▶ [What this task involves]: Each record below must be returned exactly as shown.

▶ [Supplied data]:

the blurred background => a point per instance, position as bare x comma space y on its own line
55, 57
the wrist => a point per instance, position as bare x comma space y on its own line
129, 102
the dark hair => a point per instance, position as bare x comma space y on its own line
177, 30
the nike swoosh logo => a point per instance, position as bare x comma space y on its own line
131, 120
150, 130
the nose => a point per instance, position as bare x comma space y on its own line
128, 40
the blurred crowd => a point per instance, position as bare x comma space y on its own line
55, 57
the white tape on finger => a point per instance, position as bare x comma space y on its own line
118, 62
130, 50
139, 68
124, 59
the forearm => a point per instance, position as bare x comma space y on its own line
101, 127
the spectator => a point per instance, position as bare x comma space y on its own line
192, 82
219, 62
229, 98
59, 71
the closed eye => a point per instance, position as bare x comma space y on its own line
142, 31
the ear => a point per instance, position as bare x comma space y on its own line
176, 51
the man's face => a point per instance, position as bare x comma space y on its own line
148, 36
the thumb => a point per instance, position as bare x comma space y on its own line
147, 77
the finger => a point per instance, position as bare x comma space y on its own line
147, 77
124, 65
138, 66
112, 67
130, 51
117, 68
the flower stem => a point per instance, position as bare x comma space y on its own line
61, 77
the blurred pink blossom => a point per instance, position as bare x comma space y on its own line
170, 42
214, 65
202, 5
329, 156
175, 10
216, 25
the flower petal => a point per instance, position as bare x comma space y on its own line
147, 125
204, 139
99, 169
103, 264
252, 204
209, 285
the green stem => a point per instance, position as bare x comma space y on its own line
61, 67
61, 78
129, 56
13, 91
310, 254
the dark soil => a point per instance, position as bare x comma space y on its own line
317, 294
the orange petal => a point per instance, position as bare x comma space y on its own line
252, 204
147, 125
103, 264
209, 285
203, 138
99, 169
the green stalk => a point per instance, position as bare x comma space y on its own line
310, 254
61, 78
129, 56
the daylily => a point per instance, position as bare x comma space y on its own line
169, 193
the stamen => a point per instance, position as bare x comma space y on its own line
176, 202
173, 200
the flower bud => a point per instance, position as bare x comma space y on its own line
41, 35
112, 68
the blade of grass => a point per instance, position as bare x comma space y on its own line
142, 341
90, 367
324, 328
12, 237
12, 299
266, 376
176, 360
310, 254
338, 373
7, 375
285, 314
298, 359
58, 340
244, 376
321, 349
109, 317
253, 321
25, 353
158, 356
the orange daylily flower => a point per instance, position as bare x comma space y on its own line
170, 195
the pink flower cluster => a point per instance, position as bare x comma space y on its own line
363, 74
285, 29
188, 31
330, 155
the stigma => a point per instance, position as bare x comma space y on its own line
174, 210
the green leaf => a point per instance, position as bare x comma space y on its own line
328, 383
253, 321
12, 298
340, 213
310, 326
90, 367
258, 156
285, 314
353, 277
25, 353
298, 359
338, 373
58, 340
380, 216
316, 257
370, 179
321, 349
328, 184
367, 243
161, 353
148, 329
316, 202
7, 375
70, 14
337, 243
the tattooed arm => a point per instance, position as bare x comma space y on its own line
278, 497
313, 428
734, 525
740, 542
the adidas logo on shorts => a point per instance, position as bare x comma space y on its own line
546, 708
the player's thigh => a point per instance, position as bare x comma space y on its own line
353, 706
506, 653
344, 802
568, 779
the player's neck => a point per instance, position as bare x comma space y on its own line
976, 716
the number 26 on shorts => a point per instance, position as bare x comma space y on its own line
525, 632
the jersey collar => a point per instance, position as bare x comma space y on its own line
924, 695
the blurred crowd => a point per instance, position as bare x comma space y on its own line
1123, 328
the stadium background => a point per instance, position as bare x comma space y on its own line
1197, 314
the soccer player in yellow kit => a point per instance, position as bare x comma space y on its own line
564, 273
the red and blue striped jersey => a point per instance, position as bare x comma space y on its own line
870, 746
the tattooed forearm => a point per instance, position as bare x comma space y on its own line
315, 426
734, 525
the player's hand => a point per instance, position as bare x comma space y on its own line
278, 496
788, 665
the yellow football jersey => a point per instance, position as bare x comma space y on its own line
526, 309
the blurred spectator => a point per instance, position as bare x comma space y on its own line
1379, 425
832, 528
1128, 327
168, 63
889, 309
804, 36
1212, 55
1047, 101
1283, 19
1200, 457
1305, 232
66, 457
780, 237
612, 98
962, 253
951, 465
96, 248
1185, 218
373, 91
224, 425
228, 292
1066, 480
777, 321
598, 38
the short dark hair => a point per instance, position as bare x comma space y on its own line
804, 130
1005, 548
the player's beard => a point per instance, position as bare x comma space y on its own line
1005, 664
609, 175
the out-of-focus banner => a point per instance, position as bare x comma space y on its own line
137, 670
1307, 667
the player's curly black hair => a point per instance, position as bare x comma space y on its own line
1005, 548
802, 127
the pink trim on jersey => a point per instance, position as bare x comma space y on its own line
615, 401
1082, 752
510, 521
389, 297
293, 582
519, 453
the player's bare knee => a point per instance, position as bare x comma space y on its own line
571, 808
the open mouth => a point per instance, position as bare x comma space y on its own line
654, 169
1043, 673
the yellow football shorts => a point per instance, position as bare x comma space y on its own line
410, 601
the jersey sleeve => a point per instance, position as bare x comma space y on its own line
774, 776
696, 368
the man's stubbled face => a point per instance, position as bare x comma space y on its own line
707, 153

▶ [Response to this exercise]:
the blurred background => a point per instance, position as bare x comma space y on its own line
55, 57
the wrist => a point per instance, position as bare x comma space y on its own line
129, 102
the dark hair => a point per instance, position as bare x comma space y on its own line
177, 30
the nike swoosh logo => a point per instance, position as bare x comma space y on its own line
131, 120
150, 130
the nose => a point per instance, position as bare x comma space y on its own line
128, 40
the blurred crowd => a point per instance, position as bare x comma space y on its own line
55, 57
the white tape on finger => a point per instance, position as bare x comma space y on its own line
118, 62
130, 50
139, 68
124, 59
the forearm => a point per instance, position as bare x comma space y on its own line
101, 127
the spectator => a point per instance, position as bare x comma space y on its own line
192, 82
219, 62
229, 98
59, 71
the closed eye => a point per instance, position as bare x comma space y on its own line
142, 31
the ear => a point per instance, position as bare x comma space y on its own line
176, 51
the man's face => a point per instance, position as bare x comma space y on its own line
148, 36
the thumb => a point per instance, position as bare x comma space y on its own line
147, 77
the finger => a point per instance, position as bare x comma space y on its own line
147, 77
124, 65
138, 66
112, 67
130, 51
117, 68
the flower stem => a point per instance, position as bare x comma space y on its own line
61, 77
the blurred pink blossom => a point per instance, position as bare x comma space y on its own line
170, 42
214, 65
202, 5
329, 156
175, 10
216, 25
the flower petal => a point per instance, position as bare x comma space y on its own line
147, 125
204, 139
99, 169
103, 264
252, 204
209, 285
the green stem => a point per instance, position as bare x comma space y on its own line
61, 67
61, 78
129, 56
13, 91
310, 254
the dark soil => a point per instance, position as bare x comma space y on its own line
317, 294
the orange petal => a point per instance, position as bare x comma space y on its own line
252, 204
147, 125
103, 264
209, 285
203, 138
99, 169
the green stalk => a point per instance, position as bare x comma space y on its own line
310, 254
61, 78
129, 56
the daylily => a point per instance, position as bare x comma space y on its own line
169, 193
the stamen => a point per instance, position as bare x comma space y on its own line
176, 202
173, 200
the flower bud => a point per instance, position as bare x comma space y on its own line
41, 35
112, 68
the blade of grass => a point per instance, position as bare x comma space y on its own line
142, 341
90, 367
324, 328
12, 237
12, 299
266, 376
176, 360
310, 254
338, 373
7, 375
285, 314
298, 359
58, 340
244, 376
321, 349
109, 317
253, 321
25, 353
158, 356
the orange daylily flower => a point per instance, position as bare x comma space y on its own line
170, 195
the pink flower cluster => a point per instance, position as bare x comma space y on its own line
363, 74
285, 29
188, 31
330, 155
the stigma => a point per instance, position as bare x comma space y on its own line
174, 210
the green leaf => a point per instance, position as bare x comma space y on its own line
328, 383
253, 321
12, 298
340, 213
310, 326
90, 367
258, 156
285, 314
353, 277
25, 353
298, 359
338, 373
58, 340
380, 216
316, 257
370, 179
321, 349
328, 184
367, 243
161, 353
148, 329
316, 202
7, 375
70, 14
337, 243
the tattooed arm => a point per instance, position as bare x comma space y on its own line
278, 497
313, 428
734, 525
740, 542
the adidas logo on shorts => a point per instance, position as bare x comma space y on its own line
546, 708
the player's thigh => a point per instance, position as bare x comma space y on its own line
353, 706
506, 653
344, 802
568, 779
the player's neck => a point per instance, position as bare x comma space y on its own line
976, 716
the number 26 on shorts => a point per instance, position as bare x comma space y on its own line
525, 632
the jersey collar => a point per instance, position as bare x comma space y on its own line
924, 695
the blurred crowd => a point per instance, position as bare x comma space y on its own line
1123, 328
the stadium background => a point per instance, position as bare x comma space y on its own line
1197, 314
the soccer player in yellow kit => a point per instance, position as bare x comma space y on its own line
564, 273
the red and blue striped jersey => a point per instance, position as bare x comma space y on its own line
870, 746
the tattooed forearm => a point per instance, position as bare x comma space y on its own line
315, 426
734, 525
the player's hand => a point per instance, position as bare x comma space y on its own line
278, 496
788, 665
the yellow football jersey => a point per instance, position as bare x comma space y on its own line
526, 309
the blurred spectator => a point per instance, position as bare x comma space y on its own line
1379, 425
832, 528
1128, 327
168, 63
889, 309
804, 36
1212, 55
1047, 101
1283, 19
1200, 457
1305, 232
66, 457
780, 237
612, 98
962, 253
951, 465
96, 248
1185, 218
373, 91
224, 425
228, 292
1066, 480
777, 321
598, 38
the short dark hair => a point per instance, position as bare x comma space y on its own line
804, 130
1005, 548
the player's beard => a point per instance, position as bare x comma space y on its own line
1005, 664
609, 175
the out-of-focus banner => a point per instance, position as bare x comma space y on its own line
137, 670
1307, 667
the player's curly black hair => a point per instance, position as bare x comma space y on its own line
1005, 548
802, 127
the pink trim on jersey => a point per instance, position as bare x comma space y on its own line
615, 401
1082, 752
510, 521
389, 297
293, 582
519, 453
the player's bare knee => a point per instance, position as bare x comma space y on its own line
571, 808
the open mouth => a point per instance, position as bare x comma space y on its own line
654, 169
1043, 673
the yellow football shorts => a point per instance, position as bare x comma space y on its own line
410, 601
the jersey sleeve => a point per instance, position as bare x comma space y on its own line
774, 776
696, 368
the man's stubbled face => a point per instance, position as bare x comma space y on its own line
707, 153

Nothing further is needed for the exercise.